Source passage:
Her mother reacted to her success by deciding that she was ready for further training, this time in Italy. Mother and daughter moved to Florence where for a year Mathilde received further instruction in her chosen profession. There was no shortage of tempting offers in the Grand Duchy, but after a year the women were missing home, so returned to Vienna, where she was immediately taken under contract with Alois Pokorny (1825–1883) of the Theater an der Wien.

She moved on in 1848 to the Grand Ducal Court Theatre ("großherzogliche Hoftheater") in Darmstadt, where she remained for five years, quickly becoming a firm favourite with opera audiences. It was during her time in Darmstadt that she married Anton von Homolatsch who came, originally, from Brünn. He is described in sources as "a wealthy aristocrat". She had already gotten to know her new husband when they were both living in Vienna. Little more is known of Homolatsch, beyond the plausible assertion than he had been captivated by his wife's artistry and grace.

Given data:
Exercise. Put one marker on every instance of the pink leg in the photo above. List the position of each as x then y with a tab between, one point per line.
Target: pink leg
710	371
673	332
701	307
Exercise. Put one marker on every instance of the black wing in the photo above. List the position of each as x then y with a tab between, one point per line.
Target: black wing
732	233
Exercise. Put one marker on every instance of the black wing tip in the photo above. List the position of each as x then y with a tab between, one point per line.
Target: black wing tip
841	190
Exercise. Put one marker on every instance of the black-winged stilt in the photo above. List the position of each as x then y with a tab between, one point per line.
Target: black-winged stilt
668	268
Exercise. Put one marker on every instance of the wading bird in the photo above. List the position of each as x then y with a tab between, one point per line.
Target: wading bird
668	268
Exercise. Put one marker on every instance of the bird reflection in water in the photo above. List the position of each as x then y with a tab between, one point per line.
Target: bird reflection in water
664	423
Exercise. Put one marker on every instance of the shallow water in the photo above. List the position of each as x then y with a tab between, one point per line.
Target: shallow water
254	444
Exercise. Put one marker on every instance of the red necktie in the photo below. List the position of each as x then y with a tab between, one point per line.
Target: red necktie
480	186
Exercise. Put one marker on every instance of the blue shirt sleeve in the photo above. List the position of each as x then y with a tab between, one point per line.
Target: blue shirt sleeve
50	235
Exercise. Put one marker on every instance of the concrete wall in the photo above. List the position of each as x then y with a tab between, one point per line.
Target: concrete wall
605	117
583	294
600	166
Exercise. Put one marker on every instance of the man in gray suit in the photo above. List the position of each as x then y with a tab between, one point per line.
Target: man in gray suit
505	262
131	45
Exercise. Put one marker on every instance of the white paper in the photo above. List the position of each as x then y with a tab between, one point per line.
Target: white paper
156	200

---

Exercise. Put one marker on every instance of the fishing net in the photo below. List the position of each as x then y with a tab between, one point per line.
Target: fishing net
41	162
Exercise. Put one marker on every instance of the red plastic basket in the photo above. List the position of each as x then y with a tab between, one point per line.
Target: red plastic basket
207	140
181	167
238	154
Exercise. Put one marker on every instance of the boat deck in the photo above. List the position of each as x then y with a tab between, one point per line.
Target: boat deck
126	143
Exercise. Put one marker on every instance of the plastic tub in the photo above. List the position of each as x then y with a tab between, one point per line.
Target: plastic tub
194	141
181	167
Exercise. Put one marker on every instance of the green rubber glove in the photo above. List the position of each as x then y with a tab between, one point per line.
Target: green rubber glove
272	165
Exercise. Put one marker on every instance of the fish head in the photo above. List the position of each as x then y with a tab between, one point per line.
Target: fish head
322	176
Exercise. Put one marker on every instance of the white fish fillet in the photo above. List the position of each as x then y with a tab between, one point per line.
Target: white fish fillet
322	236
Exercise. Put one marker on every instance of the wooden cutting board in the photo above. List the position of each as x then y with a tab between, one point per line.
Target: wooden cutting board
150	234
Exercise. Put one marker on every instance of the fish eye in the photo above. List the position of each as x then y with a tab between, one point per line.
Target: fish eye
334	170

Aim of the exercise:
Retype the Mathilde passage word for word, from "She moved on" up to and including "artistry and grace.".

Solution:
She moved on in 1848 to the Grand Ducal Court Theatre ("großherzogliche Hoftheater") in Darmstadt, where she remained for five years, quickly becoming a firm favourite with opera audiences. It was during her time in Darmstadt that she married Anton von Homolatsch who came, originally, from Brünn. He is described in sources as "a wealthy aristocrat". She had already gotten to know her new husband when they were both living in Vienna. Little more is known of Homolatsch, beyond the plausible assertion than he had been captivated by his wife's artistry and grace.